Short exercise –
Repeat word for word the lines of the material from the one containing "If you could pick out the lemon half" through the end of the material, with both ends included. Give only those lines.

________________

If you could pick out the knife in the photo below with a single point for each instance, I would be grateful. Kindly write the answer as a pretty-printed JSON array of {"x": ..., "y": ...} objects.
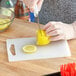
[{"x": 37, "y": 16}]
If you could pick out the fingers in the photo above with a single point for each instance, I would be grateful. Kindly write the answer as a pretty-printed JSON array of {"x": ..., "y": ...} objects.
[
  {"x": 54, "y": 33},
  {"x": 39, "y": 3},
  {"x": 53, "y": 29}
]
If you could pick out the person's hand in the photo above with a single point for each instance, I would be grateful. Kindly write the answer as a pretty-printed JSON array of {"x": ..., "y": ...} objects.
[
  {"x": 32, "y": 4},
  {"x": 59, "y": 31}
]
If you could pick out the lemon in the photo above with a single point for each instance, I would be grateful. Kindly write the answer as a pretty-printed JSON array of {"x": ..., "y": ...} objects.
[
  {"x": 29, "y": 48},
  {"x": 42, "y": 38}
]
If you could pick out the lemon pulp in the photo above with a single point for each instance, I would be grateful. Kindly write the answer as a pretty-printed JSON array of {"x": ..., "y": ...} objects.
[
  {"x": 42, "y": 38},
  {"x": 29, "y": 48}
]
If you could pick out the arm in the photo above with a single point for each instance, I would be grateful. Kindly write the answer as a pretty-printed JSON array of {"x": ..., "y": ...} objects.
[{"x": 74, "y": 27}]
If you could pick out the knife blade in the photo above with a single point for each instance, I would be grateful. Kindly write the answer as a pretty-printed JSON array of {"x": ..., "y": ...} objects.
[{"x": 37, "y": 16}]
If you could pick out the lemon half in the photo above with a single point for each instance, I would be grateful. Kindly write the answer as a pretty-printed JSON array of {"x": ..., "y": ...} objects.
[{"x": 29, "y": 49}]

________________

Response to the exercise –
If you could pick out the lemon half in the photo above with a single point for each instance, I would be grateful. Kindly write the answer as a pretty-printed JSON array of {"x": ..., "y": ...} objects.
[{"x": 29, "y": 49}]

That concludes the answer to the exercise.